● **TASK BRIEF**: Copy out every line of the material below, requests included, shifting each coordinate in the answers by -8. Leave the numbers in the requests and their format samples unchanged.

● **SUPPLIED INFORMATION**:
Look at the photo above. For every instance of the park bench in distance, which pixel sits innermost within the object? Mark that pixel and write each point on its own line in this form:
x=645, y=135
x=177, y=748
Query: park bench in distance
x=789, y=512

● **ANSWER**:
Look at the photo above. For every instance of the park bench in distance, which pixel sits innermost within the object? Mark that pixel and write each point on its own line in this form:
x=645, y=135
x=177, y=748
Query: park bench in distance
x=781, y=504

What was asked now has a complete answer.